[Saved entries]
──────────────────────────────

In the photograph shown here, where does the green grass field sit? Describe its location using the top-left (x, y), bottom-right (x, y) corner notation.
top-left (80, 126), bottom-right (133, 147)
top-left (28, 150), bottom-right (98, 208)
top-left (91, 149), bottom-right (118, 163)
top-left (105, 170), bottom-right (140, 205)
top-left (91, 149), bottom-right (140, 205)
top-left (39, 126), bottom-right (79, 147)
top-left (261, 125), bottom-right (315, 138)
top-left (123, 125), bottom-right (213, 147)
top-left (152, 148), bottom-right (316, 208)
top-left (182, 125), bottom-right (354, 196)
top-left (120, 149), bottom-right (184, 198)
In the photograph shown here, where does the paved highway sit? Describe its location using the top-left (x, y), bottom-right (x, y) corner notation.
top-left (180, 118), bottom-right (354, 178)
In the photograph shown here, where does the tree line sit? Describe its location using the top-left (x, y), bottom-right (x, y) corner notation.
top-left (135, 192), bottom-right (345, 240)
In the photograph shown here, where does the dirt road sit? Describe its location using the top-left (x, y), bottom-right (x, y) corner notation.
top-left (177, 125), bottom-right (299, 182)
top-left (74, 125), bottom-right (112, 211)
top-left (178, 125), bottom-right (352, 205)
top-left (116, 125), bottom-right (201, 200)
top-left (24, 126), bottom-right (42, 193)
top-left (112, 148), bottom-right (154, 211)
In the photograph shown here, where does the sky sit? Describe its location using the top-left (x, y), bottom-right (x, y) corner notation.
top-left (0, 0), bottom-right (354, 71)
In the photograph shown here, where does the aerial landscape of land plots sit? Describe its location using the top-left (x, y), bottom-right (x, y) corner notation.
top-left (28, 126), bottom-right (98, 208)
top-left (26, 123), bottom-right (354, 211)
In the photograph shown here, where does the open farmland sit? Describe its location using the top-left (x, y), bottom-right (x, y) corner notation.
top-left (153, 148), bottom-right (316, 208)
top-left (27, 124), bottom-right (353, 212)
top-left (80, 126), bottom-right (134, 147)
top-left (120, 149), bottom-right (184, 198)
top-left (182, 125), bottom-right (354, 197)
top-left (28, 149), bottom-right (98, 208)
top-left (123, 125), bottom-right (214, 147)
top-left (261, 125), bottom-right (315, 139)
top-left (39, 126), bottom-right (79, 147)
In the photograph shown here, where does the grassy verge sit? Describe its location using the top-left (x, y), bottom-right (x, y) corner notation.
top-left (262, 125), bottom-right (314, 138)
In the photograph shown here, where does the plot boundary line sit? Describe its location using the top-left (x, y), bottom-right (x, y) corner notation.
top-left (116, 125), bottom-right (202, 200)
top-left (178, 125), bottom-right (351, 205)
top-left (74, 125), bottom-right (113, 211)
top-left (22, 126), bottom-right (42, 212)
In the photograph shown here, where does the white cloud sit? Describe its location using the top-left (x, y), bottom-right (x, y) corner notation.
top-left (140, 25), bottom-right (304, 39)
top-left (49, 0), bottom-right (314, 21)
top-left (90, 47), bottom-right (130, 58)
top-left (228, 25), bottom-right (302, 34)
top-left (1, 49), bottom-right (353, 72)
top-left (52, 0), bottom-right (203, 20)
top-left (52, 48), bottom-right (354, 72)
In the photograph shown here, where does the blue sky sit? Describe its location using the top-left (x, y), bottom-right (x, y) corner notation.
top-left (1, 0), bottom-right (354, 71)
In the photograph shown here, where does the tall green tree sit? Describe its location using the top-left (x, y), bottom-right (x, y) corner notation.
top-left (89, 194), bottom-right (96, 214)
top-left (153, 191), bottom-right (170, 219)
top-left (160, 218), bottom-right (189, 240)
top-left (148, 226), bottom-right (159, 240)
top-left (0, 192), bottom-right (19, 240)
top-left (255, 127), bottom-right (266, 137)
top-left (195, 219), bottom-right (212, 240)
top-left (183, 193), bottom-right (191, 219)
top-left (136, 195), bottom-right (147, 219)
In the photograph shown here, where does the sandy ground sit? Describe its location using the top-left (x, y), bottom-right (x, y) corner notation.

──────────────────────────────

REQUIRED WORK
Make an exact transcription of the entries above.

RESPONSE TO THIS EXERCISE
In the photograph shown here, where does the green grass field sit? Describe its location using the top-left (x, y), bottom-right (x, y) corner notation.
top-left (80, 126), bottom-right (133, 147)
top-left (28, 150), bottom-right (98, 208)
top-left (91, 149), bottom-right (118, 163)
top-left (105, 170), bottom-right (140, 205)
top-left (91, 149), bottom-right (140, 205)
top-left (39, 126), bottom-right (79, 147)
top-left (261, 125), bottom-right (315, 138)
top-left (123, 125), bottom-right (213, 147)
top-left (152, 148), bottom-right (316, 208)
top-left (182, 125), bottom-right (354, 196)
top-left (120, 149), bottom-right (184, 198)
In the photograph shown here, where does the paved highway sit? Describe its location using the top-left (x, y), bottom-right (x, y) corner notation.
top-left (180, 118), bottom-right (354, 178)
In the photograph shown here, where does the tree line sit? Describe its location using the top-left (x, y), bottom-right (x, y) corner notation.
top-left (135, 192), bottom-right (345, 240)
In the photograph shown here, where does the dirt road sit? Describe its location using the top-left (x, y), bottom-right (x, y) corner notation.
top-left (177, 125), bottom-right (299, 182)
top-left (74, 125), bottom-right (112, 211)
top-left (178, 125), bottom-right (352, 205)
top-left (116, 125), bottom-right (201, 200)
top-left (24, 126), bottom-right (42, 193)
top-left (112, 148), bottom-right (154, 211)
In the photograph shown here, where does the sky sit? Describe its location using the top-left (x, y), bottom-right (x, y) corner notation.
top-left (0, 0), bottom-right (354, 71)
In the photograph shown here, where does the aerial landscape of land plots sit? Describe its location using the top-left (x, y), bottom-right (x, y) corner notation.
top-left (28, 126), bottom-right (98, 208)
top-left (26, 123), bottom-right (354, 211)
In the photograph shown here, where does the open farmland sit? Describe its location using the top-left (x, y), bottom-right (x, y) corner notation.
top-left (153, 148), bottom-right (316, 208)
top-left (27, 124), bottom-right (353, 212)
top-left (80, 126), bottom-right (134, 147)
top-left (120, 149), bottom-right (184, 198)
top-left (182, 125), bottom-right (354, 197)
top-left (28, 149), bottom-right (98, 208)
top-left (123, 125), bottom-right (214, 147)
top-left (261, 125), bottom-right (315, 139)
top-left (39, 126), bottom-right (79, 147)
In the photograph shown here, where does the grassy verge sit? Describe its location using the top-left (x, y), bottom-right (x, y) corner notation.
top-left (262, 125), bottom-right (314, 138)
In the photograph shown here, where does the plot boundary line sit? Describe its location using the top-left (x, y), bottom-right (x, y) corner notation.
top-left (116, 125), bottom-right (202, 200)
top-left (178, 125), bottom-right (351, 205)
top-left (74, 125), bottom-right (113, 211)
top-left (22, 126), bottom-right (42, 212)
In the photograph shown here, where does the white cloud sit? Describe its location using the top-left (x, y), bottom-right (x, y) corner notation.
top-left (140, 25), bottom-right (304, 39)
top-left (49, 0), bottom-right (314, 21)
top-left (90, 47), bottom-right (130, 58)
top-left (228, 25), bottom-right (302, 34)
top-left (1, 49), bottom-right (353, 72)
top-left (52, 0), bottom-right (203, 20)
top-left (52, 48), bottom-right (354, 72)
In the photograph shown here, where does the blue sky sit? Describe its location using the top-left (x, y), bottom-right (x, y) corner notation.
top-left (1, 0), bottom-right (354, 71)
In the photograph shown here, where does the tall green tree sit? Describe its location using the top-left (x, y), bottom-right (x, y) corner notation.
top-left (89, 194), bottom-right (96, 214)
top-left (153, 191), bottom-right (170, 219)
top-left (160, 218), bottom-right (189, 240)
top-left (148, 226), bottom-right (159, 240)
top-left (0, 192), bottom-right (19, 240)
top-left (255, 127), bottom-right (266, 137)
top-left (195, 219), bottom-right (212, 240)
top-left (183, 193), bottom-right (191, 219)
top-left (136, 195), bottom-right (147, 219)
In the photograph shown here, where does the sandy ground sit? Describe its location using the top-left (x, y), bottom-right (x, y) corner notation.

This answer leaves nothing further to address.